Tasks and exercises:
1: In the passage on common carrier liability, which provision allows a carrier to limit its liability for a consideration once prior approval is given?
2: From the passage on common carrier liability, extract the text starting with "The Carmack Amendment" and going on through "(Ct. Clms. 1961).".

:: Selected extract ::

Inasmuch as common carriers are liable as carriers and bailees, they are fully responsible for the consequences of their own negligence or want of skill and also for whatever else may happen (save the above exceptions and those applicable only to water carriers) to the property while it is in their possession. The rigid liability thus imposed may not arbitrarily or unilaterally be avoided by the carrier, but it may be limited for a consideration provided we give our prior approval under the released rates provision of section 20(11) of the act. Even so, the problems of carriers attempting to limit their liability arbitrarily and by other means seem to have continued almost unabated. The rules adopted by rail and motor carriers and freight forwarders. . . which prompted the filing of the petition in docket No 35198, and the other relevant carrier practices with which we are concerned in this proceeding, appear to represent the latest efforts by carriers in this time-honored endeavor. (Emphasis added).

The Carmack Amendment of 1906 clearly established that national policy would not permit carriers to exonerate themselves for their own negligence and that the traditional defenses to ocean cargo damage actions could not be expanded to the detriment of shippers or consignees of surface transportation. This statute restated a strong public policy which the Supreme Court has consistently applied to common carriers generally. Cf. Union Pacific R.R. Co. v. United States, 292 F.2d 521, 523 (Ct. Clms. 1961).

:::
:: Records ::

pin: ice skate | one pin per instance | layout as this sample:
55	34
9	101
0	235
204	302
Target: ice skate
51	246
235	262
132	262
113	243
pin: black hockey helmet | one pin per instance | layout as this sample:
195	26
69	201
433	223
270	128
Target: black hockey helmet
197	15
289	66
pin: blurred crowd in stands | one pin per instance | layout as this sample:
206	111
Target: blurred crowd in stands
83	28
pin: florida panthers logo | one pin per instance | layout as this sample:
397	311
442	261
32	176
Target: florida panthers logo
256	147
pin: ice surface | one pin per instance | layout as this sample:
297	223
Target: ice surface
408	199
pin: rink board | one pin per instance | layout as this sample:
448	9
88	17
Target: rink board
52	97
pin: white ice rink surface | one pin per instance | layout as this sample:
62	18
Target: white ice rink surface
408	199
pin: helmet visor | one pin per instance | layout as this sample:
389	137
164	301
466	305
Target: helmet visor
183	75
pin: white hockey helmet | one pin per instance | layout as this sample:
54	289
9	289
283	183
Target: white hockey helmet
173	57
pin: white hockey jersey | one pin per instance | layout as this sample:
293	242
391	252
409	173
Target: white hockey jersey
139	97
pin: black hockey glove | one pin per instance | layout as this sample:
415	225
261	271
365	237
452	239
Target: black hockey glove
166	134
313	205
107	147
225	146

:::

Responses for each task:
1: The released rates provision of section 20(11) of the act.

2:
The Carmack Amendment of 1906 clearly established that national policy would not permit carriers to exonerate themselves for their own negligence and that the traditional defenses to ocean cargo damage actions could not be expanded to the detriment of shippers or consignees of surface transportation. This statute restated a strong public policy which the Supreme Court has consistently applied to common carriers generally. Cf. Union Pacific R.R. Co. v. United States, 292 F.2d 521, 523 (Ct. Clms. 1961).